> **What needs to be done**:
In the data below, transcribe verbatim every line starting at the line that contains "Practice. Find the blurred" and ending at the line that contains "pixel 984 781", with both of those lines included.

-- BEGIN Input data --

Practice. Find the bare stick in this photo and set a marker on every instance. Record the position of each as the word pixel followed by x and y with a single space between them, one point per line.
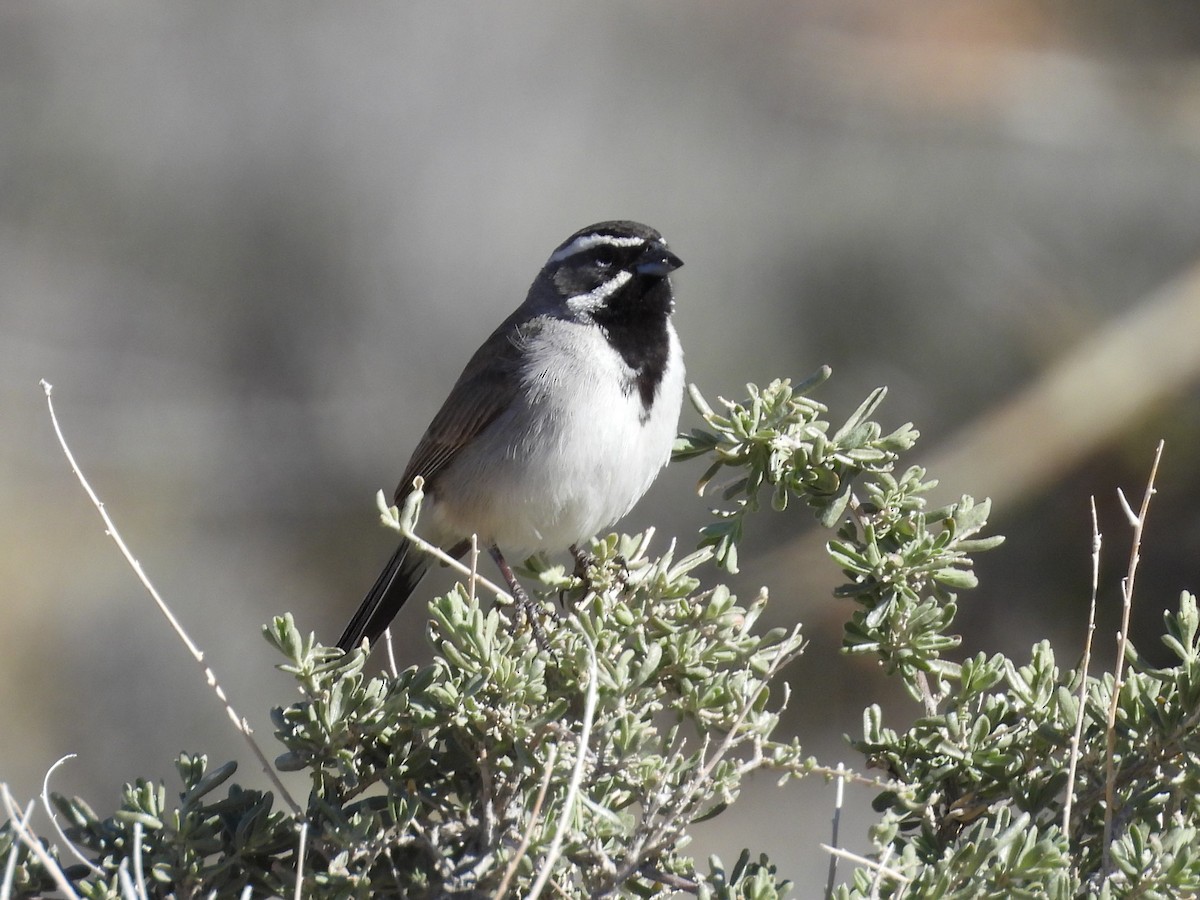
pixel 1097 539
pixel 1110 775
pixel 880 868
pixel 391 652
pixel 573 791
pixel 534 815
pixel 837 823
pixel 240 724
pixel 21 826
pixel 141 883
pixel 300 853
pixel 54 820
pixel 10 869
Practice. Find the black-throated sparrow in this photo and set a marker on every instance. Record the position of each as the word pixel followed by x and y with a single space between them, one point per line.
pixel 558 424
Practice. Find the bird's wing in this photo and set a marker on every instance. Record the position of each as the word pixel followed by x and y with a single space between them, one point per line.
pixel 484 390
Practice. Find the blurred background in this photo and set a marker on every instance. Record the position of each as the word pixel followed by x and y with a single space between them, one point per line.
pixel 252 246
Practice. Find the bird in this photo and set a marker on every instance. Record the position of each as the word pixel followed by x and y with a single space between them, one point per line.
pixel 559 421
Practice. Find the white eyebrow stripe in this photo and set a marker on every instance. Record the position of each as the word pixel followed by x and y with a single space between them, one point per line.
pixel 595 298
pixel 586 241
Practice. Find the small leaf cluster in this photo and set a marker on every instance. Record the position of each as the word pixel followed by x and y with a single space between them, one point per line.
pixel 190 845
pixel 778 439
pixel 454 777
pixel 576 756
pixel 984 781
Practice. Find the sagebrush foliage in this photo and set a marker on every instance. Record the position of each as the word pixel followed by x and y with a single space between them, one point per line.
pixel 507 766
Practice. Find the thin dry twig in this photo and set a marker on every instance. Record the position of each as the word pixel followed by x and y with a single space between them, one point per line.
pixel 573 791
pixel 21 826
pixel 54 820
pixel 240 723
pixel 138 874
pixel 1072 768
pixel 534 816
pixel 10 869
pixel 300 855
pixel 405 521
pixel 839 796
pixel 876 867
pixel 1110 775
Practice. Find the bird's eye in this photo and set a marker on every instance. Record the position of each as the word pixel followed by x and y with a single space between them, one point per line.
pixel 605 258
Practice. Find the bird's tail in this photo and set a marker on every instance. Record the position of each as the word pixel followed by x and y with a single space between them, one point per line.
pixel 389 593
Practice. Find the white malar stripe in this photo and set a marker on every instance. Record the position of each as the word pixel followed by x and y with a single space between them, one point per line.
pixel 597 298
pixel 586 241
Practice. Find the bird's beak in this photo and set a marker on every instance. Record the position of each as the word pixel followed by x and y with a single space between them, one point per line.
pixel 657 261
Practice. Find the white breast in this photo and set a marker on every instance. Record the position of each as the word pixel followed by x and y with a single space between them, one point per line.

-- END Input data --

> **Worked solution**:
Practice. Find the blurred background in this photo and set a marker on every instance. Record the position of each as the word pixel followed by x and y with a single space between them, one point per line.
pixel 252 246
Practice. Find the bird in this photo and set a marker on every instance. Record the position of each as the word pixel followed by x and y with a single space between them, one point per line.
pixel 559 421
Practice. Find the white eyebrow stripe in this photo and set a marker on every instance. Record the position of each as the word pixel followed by x and y with a single space between them, one point per line.
pixel 595 298
pixel 586 241
Practice. Find the small leaf cluster in this photo and set a marker on every instance. Record the position of each as the word pixel followed by x and y with a single space between them, one point per line.
pixel 190 845
pixel 778 439
pixel 454 777
pixel 576 756
pixel 984 781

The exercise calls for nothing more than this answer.